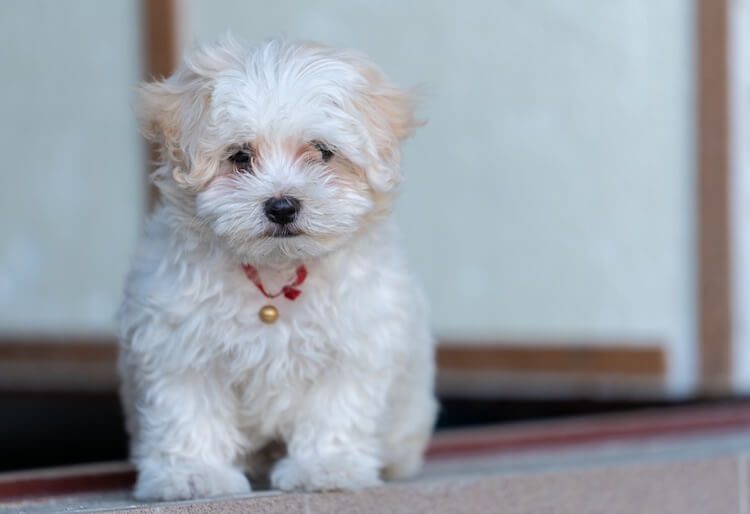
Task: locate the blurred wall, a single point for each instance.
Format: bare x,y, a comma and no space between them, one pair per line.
72,162
551,195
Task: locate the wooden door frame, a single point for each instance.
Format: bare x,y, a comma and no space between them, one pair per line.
714,292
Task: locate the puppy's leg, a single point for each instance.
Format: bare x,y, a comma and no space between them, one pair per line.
187,444
412,417
411,407
333,444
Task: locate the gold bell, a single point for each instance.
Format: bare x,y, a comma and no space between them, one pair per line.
268,314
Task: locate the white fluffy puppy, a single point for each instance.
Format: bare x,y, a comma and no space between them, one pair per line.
279,167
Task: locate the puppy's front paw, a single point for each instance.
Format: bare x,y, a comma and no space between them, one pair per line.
187,482
323,475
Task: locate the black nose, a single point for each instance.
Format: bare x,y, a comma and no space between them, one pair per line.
282,210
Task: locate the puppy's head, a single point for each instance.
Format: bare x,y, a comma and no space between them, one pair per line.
285,152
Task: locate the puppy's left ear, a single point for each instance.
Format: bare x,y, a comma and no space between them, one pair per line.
388,112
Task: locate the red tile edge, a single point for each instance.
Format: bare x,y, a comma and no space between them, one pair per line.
581,431
449,444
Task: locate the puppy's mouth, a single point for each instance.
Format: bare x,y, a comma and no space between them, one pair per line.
283,232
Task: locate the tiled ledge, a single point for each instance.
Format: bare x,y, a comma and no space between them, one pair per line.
574,467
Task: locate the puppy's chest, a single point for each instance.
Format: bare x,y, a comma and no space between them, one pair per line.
296,347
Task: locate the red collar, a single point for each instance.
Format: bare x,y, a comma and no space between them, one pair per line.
290,291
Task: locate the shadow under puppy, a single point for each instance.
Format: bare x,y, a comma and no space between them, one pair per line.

TASK:
Reproduce the data above exactly, leaving out any picture in it.

RESULT OF THIS EXERCISE:
Task: locate the blurred wall, a single point for each instance.
Format: bare x,y, a comma and no space between them, one pair per line.
72,162
551,195
Task: locate the wooden door frame, a single point for each instance.
Format: bare x,y, a comma and no space between them, one pair per line.
714,292
Task: locate the puppy's leg, a single point for each instance.
Format: bare x,y, a comma and no space between them, one pair per line.
187,444
412,417
411,407
333,444
Task: locate the gold bell, a single point for each instance.
Format: bare x,y, a comma and no space between them, one pair per line.
268,314
Task: locate the white fluffy puppy, a single point for each instance.
Format: bare x,y, a comma and no space between them, one pair per line.
279,167
Task: locate the puppy's front paw, a single point for each instance.
Format: bare x,y, a comma and no space between them, one pair per line.
187,482
323,475
Task: locate the black nose, a single point for each instance.
Format: bare x,y, a comma and no space between them, one pair per line.
282,210
Task: locate the puppy's head, a single point for each instance.
Format: bare x,y, a comma and no space between them, one pair per line.
285,152
Task: locate the puppy's left ear, a single point for each instance.
Format: bare x,y, a comma and no space between them, one pair per line.
388,112
Task: locate the red tile edge, a single point for each instance.
Format: bare x,y, a comma and no space between them, one pair per line.
581,431
449,444
Task: locate the puppy's mouth, a single point for each instance.
Format: bare x,y, a comma and no space between them, one pair per line.
283,232
Task: locate the tiled ledge, a single point for each instance.
Format: bare x,y, a comma and no space between them, one pair per line.
574,467
Task: locate the puppy's chest, a single point for each instance.
Format: bare x,y, a comma and no space between them, one pair per line.
296,347
Task: locate the red collar, a single point for each instance.
Format: bare x,y, a comma and no space between them, one pair per line.
290,291
Task: locate the shadow under puppy, a single point for each instance.
Format: bare x,y, a comma and no space between them, one pair per line.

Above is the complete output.